One other same-sex divorce case in the state made the news before the NET News story. In 2011 two Nebraska women, hitched in Vermont, sought dissolution of their marriage in Otoe County. District Judge Randall Rehmeier ruled he couldn’t do it, yet he approved the couple’s custody agreement for their daughter. They did not appeal so the ban was not challenged.


Divorcing gay couples may be routine in states where it’s legal (did you hear about Olympic ice-skater Johnny Weir?!) but few cases make the news in states where same-sex marriage remains legally taboo. 

It’s been written that getting a same sex-divorce is more complicated than a same-sex marriage. Rebecca Yorkston agrees.  She told me “it is an irony that a divorce is likely to play a part in marriage equality.”

Hers is one of two active divorce cases in Nebraska making a direct assault on the constitutional ban. The case is in the hands of the Lancaster County District Court. The couple listed Nebraska Attorney General Jon Bruning as a party in the their divorce. This allowed them to ask the court whether the ban infringes on their Constitutional rights. (The Attorney General had the option to file a response explaining why maintaining the ban was in the state’s interest. The deadline passed and nothing has yet been filed with the court. We asked his office why but got not response.)

Yorkston’s marriage started out exhilarating. Across the Missouri River in Iowa, same-sex couples lined up at county courthouses to take advantage of the historic nuptial law. Yorkston and her partner wanted to be part of it. Of course, when everything is great, couples never consider other options if they need to extract themselves from a marriage gone bad. “It never occurred to me,” Yorkston said.  “In part it never occurred to me because I never thought I was going to get divorce.  But it didn’t occur to me either that once I went to dissolve the relationship that it was not a possibility; that I could not end the relationship.”

And Nebraska says she can’t. The only other option would be getting it done in Iowa, but she or her wife would be required to establish residency in Iowa for at least a year. Quitting jobs and moving was hardly a desirable option. “They will marry you but they won’t divorce you,” she said when we talked on the phone. “That was quite a shock.” Her attorney and the ACLU of Nebraska intend to file briefs in support of the Nichols divorce.
================================
**Problem 1:**
Which people does the article on same-sex divorce in Nebraska name by both first and last name?
**Problem 2:**
Could you go on with the article on same-sex divorce in Nebraska from the point where it stops?
================================
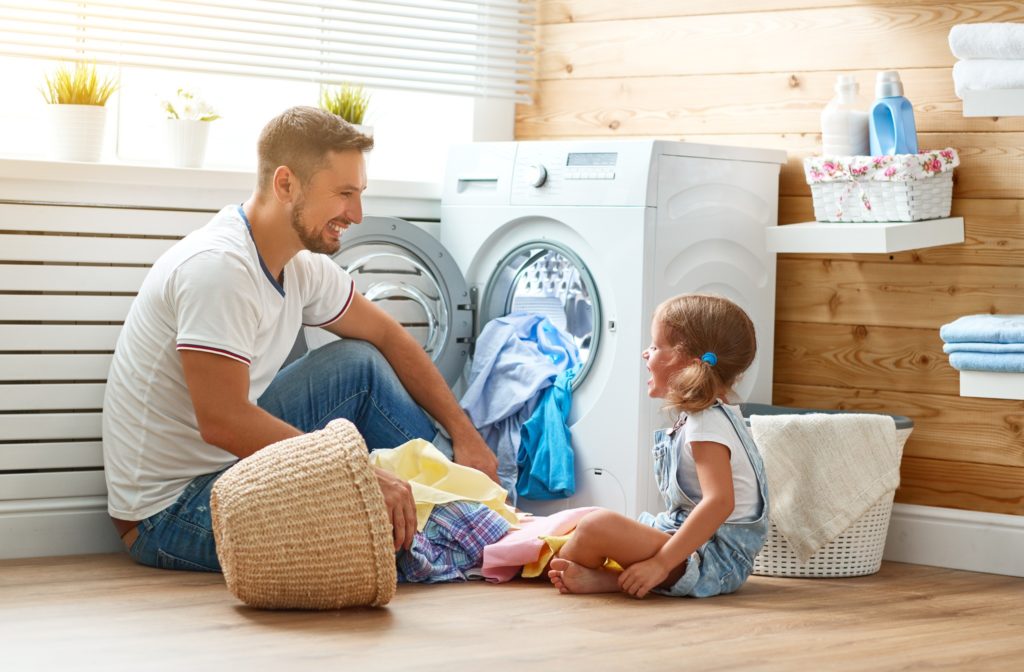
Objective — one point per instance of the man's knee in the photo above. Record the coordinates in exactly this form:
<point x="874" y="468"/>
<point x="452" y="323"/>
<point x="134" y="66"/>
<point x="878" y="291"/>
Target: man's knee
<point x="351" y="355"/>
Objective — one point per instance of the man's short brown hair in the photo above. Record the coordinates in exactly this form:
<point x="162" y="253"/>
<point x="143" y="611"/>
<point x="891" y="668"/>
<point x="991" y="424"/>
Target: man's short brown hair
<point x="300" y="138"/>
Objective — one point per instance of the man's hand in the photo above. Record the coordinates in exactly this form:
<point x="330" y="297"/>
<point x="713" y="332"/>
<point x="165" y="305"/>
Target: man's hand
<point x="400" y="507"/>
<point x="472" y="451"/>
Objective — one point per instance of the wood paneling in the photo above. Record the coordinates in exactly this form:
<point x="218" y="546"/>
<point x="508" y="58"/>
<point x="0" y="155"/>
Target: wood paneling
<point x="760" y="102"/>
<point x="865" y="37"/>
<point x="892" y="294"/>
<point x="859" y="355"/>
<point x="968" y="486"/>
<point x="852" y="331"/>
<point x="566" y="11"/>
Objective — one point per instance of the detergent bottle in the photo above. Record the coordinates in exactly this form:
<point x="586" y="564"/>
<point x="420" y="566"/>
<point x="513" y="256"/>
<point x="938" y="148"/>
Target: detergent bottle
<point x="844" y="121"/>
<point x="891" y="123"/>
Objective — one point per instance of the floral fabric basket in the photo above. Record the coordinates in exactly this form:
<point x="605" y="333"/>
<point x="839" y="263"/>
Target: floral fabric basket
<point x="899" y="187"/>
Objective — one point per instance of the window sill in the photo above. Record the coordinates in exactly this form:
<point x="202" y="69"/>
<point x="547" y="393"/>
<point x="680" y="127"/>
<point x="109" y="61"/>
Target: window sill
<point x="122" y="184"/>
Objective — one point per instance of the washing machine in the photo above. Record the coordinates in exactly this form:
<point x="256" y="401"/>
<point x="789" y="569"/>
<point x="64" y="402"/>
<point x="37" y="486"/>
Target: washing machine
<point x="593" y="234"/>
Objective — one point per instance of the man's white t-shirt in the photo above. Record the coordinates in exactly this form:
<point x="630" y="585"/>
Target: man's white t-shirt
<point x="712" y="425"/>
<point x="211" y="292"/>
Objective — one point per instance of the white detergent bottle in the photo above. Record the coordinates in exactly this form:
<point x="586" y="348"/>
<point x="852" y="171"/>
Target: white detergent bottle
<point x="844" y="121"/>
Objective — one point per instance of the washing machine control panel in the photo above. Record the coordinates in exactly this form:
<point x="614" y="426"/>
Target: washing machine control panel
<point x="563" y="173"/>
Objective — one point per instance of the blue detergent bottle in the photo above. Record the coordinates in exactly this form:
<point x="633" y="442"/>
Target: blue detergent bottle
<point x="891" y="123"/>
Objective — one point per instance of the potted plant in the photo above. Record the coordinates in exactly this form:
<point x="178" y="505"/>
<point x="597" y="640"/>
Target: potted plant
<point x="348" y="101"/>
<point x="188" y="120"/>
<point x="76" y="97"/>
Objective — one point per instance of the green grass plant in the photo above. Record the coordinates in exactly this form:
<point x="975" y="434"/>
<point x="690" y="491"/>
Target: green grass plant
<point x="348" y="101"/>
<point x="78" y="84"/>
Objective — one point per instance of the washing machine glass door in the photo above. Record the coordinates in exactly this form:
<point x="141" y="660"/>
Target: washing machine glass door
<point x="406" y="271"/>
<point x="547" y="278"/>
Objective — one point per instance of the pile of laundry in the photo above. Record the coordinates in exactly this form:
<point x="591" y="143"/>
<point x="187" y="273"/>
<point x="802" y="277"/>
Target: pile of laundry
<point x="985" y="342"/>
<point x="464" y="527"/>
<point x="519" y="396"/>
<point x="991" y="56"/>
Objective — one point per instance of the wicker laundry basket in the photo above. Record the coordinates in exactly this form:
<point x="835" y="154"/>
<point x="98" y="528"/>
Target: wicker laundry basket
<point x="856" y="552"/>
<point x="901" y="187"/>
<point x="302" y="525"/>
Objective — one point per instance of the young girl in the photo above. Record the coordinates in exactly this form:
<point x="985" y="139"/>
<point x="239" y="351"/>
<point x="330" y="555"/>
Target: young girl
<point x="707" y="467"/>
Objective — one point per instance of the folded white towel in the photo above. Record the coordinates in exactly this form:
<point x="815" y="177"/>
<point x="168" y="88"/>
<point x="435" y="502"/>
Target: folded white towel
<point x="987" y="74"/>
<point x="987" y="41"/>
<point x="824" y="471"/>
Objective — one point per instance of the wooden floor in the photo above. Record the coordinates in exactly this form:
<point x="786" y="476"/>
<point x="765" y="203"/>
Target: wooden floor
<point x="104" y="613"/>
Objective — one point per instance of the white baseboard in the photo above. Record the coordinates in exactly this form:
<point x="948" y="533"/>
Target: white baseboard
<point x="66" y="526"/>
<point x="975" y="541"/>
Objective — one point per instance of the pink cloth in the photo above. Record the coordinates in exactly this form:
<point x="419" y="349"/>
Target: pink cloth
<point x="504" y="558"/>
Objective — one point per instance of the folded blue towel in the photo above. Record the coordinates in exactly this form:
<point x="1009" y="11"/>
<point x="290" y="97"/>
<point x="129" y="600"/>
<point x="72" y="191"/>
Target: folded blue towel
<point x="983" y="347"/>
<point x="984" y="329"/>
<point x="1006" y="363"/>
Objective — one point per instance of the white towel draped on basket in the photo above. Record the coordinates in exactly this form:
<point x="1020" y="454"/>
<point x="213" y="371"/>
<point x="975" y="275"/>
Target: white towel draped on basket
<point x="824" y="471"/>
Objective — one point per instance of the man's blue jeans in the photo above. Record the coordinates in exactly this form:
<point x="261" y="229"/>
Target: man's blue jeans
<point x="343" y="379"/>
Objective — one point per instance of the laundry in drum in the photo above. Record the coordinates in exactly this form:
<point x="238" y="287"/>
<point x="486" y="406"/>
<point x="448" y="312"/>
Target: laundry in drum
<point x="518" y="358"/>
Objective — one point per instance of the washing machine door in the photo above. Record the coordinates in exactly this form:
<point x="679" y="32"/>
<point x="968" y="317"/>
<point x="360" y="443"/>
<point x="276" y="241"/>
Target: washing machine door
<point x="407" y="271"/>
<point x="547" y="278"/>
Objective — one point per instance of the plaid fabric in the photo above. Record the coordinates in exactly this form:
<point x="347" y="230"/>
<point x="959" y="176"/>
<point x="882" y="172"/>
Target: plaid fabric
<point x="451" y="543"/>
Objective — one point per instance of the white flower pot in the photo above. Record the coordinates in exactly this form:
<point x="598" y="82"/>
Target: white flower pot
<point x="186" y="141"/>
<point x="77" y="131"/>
================================
**Answer area 1:**
Randall Rehmeier, Johnny Weir, Rebecca Yorkston, Jon Bruning

**Answer area 2:**
Residents of some other states do give same-sex couples an escape route. Wyoming and Arizona are the only two that do not allow gay marriage but have law accommodating gay divorce. The state Supreme Court in Texas heard a same-sex divorce case similar what’s on deck in Nebraska.  No ruling has been issued, but as the justices there worked through the issue a Federal District Court judge declared the state’s law banning same-sex marriage was unconstitutional.


Strong advocates in support of traditional heterosexual weddings.  Attorney General Bruning (now a candidate for governor) recently re-affirmed his support for heterosexual marriage.  In January he joined other State Attorneys General in a federal court brief arguing in favor of a similar ban in Nevada.  Bruning and ten others wrote that “no fundamental right to same-sex marriage exists. The theory of traditional civil marriage, that is, turns on the unique qualities of the male-female couple for procreating and rearing children under optimal circumstances. As such, it not only reflects and maintains deep-rooted traditions of our Nation, but also furthers the public policy of encouraging biological parents to stay together for the sake of the children produced by their sexual union.” Nevada's governor and attorney general have since abandoned the case.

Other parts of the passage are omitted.